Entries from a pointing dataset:
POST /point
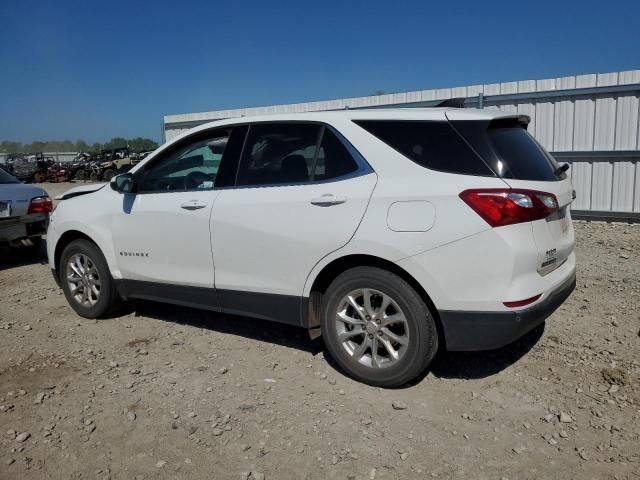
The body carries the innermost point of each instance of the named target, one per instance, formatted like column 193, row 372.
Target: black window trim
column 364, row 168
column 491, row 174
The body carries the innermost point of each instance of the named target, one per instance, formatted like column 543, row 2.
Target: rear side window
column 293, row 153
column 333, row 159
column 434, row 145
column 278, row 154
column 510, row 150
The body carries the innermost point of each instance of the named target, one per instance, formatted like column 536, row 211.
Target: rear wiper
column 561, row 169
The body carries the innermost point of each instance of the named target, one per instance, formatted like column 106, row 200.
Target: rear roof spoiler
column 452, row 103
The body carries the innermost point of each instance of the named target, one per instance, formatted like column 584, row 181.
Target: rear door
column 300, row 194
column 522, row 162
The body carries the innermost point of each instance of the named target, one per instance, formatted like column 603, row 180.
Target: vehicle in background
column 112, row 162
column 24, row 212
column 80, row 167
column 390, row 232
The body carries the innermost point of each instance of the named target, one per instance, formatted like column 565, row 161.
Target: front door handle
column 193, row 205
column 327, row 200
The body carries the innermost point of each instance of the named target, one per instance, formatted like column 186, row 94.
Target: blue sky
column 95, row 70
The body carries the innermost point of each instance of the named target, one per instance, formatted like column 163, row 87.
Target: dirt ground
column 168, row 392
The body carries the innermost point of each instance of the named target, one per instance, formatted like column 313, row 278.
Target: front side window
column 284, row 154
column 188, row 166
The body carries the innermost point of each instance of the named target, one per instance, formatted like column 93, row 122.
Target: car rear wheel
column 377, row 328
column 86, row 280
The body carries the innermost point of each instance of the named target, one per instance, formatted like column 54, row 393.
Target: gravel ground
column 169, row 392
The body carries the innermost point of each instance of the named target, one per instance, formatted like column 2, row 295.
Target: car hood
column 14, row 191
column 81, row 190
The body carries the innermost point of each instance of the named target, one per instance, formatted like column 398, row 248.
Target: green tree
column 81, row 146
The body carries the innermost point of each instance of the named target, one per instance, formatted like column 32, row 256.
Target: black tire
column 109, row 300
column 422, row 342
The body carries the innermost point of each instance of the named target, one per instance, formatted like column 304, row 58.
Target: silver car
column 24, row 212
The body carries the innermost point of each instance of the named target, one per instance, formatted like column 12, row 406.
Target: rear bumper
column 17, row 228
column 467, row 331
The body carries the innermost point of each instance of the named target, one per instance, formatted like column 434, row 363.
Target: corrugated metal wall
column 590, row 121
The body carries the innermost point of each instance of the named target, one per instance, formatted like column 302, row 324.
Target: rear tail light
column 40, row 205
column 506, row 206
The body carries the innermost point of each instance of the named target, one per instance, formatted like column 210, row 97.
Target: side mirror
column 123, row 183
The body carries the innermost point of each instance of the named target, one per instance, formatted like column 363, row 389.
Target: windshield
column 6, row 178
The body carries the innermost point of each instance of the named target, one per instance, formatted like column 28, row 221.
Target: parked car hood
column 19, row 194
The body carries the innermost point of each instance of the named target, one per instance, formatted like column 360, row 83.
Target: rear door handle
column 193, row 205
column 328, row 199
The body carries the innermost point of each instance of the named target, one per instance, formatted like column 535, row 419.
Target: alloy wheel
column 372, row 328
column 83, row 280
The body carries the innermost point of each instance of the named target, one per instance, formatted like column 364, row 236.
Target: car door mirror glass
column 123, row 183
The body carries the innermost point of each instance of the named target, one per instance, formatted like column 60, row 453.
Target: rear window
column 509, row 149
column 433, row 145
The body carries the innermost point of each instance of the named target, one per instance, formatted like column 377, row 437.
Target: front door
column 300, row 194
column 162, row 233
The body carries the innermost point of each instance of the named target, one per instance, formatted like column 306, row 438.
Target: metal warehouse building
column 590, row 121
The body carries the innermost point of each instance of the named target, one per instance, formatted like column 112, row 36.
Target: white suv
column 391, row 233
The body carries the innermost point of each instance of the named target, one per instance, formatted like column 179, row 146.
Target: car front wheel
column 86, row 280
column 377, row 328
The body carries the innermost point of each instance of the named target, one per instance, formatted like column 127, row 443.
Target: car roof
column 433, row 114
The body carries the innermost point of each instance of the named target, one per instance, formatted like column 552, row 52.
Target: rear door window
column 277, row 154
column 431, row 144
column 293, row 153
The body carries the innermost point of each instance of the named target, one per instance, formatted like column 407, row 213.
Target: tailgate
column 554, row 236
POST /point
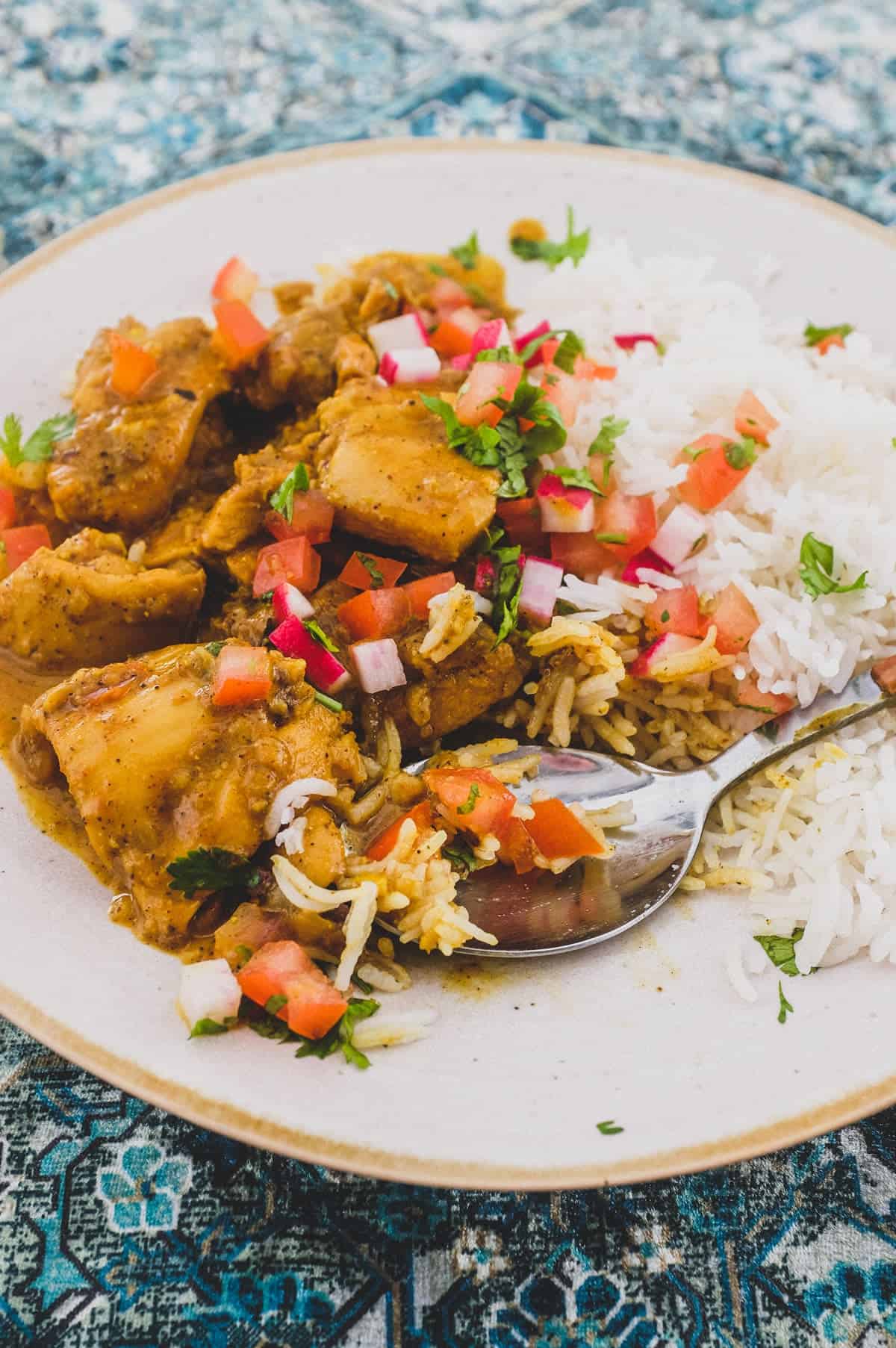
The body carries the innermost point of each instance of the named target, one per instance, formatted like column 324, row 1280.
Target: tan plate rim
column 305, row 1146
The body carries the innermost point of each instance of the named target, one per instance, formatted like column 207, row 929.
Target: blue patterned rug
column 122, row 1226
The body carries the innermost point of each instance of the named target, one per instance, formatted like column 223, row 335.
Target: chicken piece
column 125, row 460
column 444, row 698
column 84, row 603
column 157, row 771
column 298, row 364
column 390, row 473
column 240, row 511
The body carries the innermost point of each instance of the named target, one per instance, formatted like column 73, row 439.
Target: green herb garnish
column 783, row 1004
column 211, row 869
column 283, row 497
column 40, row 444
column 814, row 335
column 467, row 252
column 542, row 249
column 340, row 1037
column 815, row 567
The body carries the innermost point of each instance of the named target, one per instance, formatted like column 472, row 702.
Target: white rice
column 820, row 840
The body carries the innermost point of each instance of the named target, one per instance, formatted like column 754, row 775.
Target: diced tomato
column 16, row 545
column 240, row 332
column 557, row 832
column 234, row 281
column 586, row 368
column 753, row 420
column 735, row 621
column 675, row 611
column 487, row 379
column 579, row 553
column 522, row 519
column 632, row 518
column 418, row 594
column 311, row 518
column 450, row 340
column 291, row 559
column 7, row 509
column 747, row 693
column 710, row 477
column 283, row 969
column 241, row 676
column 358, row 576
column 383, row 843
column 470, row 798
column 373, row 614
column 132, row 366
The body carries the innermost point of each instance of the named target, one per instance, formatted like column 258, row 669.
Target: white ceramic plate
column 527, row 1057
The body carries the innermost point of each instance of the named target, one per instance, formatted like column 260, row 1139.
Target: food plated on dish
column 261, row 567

==

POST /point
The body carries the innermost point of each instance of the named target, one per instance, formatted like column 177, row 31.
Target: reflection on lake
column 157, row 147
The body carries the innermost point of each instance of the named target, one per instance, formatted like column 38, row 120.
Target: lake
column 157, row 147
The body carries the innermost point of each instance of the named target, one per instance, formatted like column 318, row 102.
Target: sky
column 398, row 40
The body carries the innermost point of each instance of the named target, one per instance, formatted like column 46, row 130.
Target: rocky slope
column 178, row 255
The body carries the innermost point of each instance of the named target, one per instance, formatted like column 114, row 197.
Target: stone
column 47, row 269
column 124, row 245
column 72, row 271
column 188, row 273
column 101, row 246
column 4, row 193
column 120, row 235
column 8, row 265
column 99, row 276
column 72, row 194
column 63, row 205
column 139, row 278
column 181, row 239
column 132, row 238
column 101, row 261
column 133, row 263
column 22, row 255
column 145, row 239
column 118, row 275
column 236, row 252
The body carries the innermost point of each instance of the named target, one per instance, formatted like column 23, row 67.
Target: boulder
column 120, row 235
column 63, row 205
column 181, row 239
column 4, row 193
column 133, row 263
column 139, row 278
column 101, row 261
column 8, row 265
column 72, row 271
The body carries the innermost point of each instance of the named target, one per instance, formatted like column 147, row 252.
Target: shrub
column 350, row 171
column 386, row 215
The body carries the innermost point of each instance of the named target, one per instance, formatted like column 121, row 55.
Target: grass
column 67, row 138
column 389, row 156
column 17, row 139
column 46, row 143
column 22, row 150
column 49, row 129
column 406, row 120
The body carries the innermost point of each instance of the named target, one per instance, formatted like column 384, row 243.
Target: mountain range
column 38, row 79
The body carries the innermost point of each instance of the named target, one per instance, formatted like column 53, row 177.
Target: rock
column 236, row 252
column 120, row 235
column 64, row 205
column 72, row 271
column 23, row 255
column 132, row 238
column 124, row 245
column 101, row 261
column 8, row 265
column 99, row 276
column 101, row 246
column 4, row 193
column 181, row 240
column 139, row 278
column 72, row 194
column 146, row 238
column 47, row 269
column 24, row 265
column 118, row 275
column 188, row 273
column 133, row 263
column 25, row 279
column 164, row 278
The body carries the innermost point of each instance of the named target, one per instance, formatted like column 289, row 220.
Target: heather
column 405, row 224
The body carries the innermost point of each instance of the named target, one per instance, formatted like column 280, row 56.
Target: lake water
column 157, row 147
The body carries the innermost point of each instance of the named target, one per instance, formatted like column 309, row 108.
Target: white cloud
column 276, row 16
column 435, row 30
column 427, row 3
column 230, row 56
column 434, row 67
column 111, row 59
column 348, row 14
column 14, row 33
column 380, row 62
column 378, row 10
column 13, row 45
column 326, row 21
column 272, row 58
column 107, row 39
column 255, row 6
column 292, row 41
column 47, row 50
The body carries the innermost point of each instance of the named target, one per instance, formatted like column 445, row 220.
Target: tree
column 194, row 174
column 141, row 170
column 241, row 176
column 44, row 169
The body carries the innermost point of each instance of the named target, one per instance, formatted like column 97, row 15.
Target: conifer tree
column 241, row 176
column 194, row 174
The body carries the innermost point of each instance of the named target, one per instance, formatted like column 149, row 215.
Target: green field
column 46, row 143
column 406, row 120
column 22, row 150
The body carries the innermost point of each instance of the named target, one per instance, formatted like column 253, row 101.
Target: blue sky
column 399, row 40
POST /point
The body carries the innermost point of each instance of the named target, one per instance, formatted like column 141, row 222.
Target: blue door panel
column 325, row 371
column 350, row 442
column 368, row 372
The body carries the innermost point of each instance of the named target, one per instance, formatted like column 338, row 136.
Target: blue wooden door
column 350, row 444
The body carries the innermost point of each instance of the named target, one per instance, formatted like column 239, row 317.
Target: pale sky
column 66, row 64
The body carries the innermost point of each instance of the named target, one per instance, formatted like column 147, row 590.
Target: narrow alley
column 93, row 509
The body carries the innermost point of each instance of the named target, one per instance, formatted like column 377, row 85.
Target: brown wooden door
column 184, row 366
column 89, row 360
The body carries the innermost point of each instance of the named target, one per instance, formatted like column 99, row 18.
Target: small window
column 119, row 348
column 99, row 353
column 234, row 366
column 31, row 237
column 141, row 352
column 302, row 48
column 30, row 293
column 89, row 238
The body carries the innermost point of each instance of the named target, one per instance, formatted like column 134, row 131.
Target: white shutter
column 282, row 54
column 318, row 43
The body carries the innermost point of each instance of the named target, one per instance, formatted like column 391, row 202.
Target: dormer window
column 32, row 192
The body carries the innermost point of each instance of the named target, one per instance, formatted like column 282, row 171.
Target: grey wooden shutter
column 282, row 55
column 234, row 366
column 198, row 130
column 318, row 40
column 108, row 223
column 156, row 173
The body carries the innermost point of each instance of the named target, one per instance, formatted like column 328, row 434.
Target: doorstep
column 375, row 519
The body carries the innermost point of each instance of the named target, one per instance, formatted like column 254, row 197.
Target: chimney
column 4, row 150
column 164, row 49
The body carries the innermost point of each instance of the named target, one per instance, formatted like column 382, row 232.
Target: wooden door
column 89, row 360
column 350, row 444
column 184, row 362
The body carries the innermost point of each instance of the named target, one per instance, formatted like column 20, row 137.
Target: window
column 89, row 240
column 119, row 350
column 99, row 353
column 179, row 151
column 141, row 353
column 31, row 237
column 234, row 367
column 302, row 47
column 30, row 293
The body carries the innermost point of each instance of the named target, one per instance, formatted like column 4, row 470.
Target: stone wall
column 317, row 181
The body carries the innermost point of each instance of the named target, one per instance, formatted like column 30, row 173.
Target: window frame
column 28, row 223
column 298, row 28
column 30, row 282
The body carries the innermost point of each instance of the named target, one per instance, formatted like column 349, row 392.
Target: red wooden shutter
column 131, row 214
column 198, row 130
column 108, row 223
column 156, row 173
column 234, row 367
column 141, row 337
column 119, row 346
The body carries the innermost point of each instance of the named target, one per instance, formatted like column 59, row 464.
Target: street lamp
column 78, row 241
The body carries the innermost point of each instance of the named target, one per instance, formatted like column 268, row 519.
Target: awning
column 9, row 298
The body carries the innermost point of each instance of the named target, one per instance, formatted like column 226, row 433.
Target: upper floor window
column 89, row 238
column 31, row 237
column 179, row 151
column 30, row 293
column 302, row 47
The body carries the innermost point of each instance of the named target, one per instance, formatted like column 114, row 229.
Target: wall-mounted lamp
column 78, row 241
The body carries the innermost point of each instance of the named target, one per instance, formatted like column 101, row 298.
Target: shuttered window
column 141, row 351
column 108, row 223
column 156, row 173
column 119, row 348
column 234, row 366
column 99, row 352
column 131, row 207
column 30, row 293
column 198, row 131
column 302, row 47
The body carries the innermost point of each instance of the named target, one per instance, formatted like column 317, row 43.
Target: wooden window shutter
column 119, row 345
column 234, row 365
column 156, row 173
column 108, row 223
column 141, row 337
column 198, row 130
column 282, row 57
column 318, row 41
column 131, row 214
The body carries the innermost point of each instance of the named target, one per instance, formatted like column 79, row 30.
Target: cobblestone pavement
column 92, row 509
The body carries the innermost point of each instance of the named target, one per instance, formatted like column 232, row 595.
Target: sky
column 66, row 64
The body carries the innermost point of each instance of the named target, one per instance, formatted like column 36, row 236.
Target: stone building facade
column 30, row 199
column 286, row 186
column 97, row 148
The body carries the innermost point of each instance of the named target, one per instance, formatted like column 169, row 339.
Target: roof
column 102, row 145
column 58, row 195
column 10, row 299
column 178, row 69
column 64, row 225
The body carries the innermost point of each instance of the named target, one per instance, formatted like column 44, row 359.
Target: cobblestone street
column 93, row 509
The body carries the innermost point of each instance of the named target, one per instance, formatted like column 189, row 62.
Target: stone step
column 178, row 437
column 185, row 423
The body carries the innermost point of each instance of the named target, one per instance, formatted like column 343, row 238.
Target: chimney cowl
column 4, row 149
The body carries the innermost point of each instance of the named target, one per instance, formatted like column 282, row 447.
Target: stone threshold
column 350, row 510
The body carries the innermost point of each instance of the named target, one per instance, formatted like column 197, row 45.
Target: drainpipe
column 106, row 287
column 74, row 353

--

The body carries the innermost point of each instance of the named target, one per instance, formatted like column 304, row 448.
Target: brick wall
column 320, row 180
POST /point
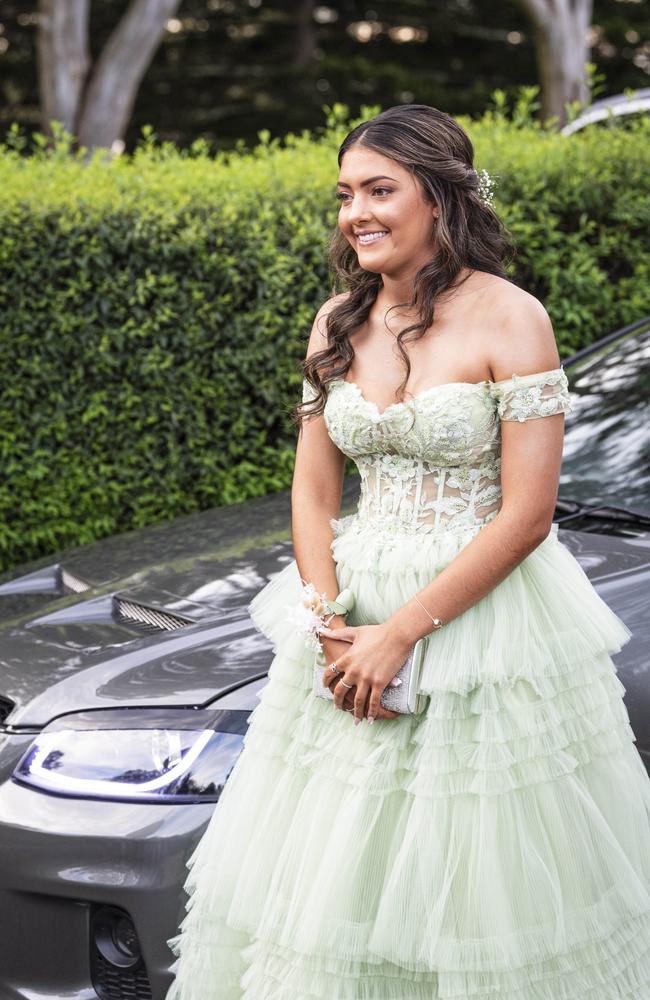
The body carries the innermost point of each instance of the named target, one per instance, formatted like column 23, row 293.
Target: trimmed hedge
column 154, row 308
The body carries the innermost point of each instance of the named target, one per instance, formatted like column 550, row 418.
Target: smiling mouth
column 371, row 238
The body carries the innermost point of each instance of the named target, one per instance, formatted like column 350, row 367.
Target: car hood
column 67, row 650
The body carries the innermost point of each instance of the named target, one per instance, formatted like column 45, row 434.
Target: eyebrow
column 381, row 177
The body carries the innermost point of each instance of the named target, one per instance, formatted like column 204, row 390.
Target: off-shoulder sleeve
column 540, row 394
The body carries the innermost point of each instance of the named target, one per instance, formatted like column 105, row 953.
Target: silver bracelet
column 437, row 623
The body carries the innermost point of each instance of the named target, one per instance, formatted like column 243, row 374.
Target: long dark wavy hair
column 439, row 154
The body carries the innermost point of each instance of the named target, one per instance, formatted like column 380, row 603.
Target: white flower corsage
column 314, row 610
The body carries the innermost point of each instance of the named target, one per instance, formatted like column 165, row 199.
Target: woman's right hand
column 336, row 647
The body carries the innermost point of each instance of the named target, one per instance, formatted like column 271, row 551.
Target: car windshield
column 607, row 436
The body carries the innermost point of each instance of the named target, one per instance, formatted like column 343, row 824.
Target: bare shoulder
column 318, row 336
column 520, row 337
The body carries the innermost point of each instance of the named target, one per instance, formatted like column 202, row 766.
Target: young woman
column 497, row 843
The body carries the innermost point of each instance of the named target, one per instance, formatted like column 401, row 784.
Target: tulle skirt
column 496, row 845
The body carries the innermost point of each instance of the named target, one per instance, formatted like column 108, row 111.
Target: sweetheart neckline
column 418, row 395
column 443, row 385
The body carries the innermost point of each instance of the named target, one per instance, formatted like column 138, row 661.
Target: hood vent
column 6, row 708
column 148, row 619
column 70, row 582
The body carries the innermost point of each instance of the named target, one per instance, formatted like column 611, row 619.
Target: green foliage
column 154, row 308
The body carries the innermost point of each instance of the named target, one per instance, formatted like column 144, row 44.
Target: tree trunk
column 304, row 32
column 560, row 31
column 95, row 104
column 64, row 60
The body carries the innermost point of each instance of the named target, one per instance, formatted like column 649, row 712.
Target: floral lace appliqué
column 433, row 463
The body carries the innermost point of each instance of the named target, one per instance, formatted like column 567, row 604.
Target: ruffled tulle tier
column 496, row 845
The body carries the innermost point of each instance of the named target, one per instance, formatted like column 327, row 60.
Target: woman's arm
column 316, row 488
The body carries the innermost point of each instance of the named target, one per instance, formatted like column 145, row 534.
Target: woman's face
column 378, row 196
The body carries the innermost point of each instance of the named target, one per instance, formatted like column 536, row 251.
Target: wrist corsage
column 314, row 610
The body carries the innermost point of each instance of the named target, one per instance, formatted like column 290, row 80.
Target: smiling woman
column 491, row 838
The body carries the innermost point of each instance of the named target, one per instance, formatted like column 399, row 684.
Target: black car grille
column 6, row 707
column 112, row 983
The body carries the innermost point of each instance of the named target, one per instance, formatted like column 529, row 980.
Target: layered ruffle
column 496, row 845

Short problem
How many lines of the records above contain the word "side"? Give only the number.

Solution for this problem
3